YOUR OBJECTIVE:
Starting at the first line of the data and ending at the line that contains "373 167 L 370", give those lines as a numbered list and leave out any blank lines.
┌─ DATASET RECORDS
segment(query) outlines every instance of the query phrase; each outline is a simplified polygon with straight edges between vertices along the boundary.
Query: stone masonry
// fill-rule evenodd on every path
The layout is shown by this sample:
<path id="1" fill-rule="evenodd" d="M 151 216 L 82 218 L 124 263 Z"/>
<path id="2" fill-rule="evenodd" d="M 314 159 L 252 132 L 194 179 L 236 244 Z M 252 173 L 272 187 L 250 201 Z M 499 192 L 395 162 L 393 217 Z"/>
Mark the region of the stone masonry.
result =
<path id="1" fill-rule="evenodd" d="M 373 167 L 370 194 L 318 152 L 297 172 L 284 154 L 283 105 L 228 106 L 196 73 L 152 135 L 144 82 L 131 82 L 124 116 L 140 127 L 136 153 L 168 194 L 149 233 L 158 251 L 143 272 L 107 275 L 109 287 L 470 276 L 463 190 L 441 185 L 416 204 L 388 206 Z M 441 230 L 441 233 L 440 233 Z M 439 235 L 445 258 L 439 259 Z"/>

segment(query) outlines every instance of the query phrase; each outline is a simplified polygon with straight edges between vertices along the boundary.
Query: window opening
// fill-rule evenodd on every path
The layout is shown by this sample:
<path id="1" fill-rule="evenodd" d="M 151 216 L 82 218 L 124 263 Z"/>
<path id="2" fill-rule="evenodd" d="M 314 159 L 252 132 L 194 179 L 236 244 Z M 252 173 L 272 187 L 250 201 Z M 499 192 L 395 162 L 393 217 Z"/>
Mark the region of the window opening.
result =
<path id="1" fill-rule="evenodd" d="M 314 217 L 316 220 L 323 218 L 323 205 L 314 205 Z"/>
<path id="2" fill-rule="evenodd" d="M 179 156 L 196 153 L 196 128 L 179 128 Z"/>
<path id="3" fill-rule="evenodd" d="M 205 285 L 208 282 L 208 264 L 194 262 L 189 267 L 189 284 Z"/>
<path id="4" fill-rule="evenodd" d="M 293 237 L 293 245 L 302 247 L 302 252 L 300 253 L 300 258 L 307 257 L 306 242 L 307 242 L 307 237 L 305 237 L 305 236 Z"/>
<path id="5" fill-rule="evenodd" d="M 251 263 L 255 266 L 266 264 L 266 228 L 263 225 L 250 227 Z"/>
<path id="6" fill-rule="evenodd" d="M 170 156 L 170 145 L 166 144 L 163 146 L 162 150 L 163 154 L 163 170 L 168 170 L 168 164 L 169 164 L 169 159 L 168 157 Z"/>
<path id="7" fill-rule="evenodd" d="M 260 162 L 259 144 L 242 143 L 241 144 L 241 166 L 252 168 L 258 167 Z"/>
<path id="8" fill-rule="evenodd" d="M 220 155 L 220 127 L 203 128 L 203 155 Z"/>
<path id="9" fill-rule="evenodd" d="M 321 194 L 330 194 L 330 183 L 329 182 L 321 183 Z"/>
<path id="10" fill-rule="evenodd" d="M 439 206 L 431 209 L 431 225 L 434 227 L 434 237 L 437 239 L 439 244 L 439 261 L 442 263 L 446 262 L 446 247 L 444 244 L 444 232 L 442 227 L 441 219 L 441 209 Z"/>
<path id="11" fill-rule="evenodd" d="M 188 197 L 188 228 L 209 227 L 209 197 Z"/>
└─
EXERCISE SOLUTION:
1. segment(query) outlines every instance of the query phrase; each outline is a simplified polygon with straight edges between vertices along the boundary.
2. Query: stone masonry
3. // fill-rule evenodd on every path
4. The layout is shown by this sample:
5. <path id="1" fill-rule="evenodd" d="M 151 216 L 82 218 L 124 263 Z"/>
6. <path id="2" fill-rule="evenodd" d="M 314 159 L 252 132 L 194 179 L 236 244 Z M 252 173 L 272 187 L 250 201 Z M 499 192 L 395 162 L 393 217 Z"/>
7. Mark the region of the stone masonry.
8. result =
9. <path id="1" fill-rule="evenodd" d="M 373 167 L 370 194 L 318 152 L 297 172 L 284 154 L 283 105 L 228 106 L 196 73 L 152 135 L 144 82 L 131 82 L 124 116 L 140 127 L 136 153 L 168 194 L 149 233 L 158 251 L 143 272 L 107 275 L 109 287 L 470 276 L 463 190 L 441 185 L 416 204 L 388 206 Z M 441 230 L 441 233 L 440 233 Z M 439 235 L 445 258 L 439 259 Z"/>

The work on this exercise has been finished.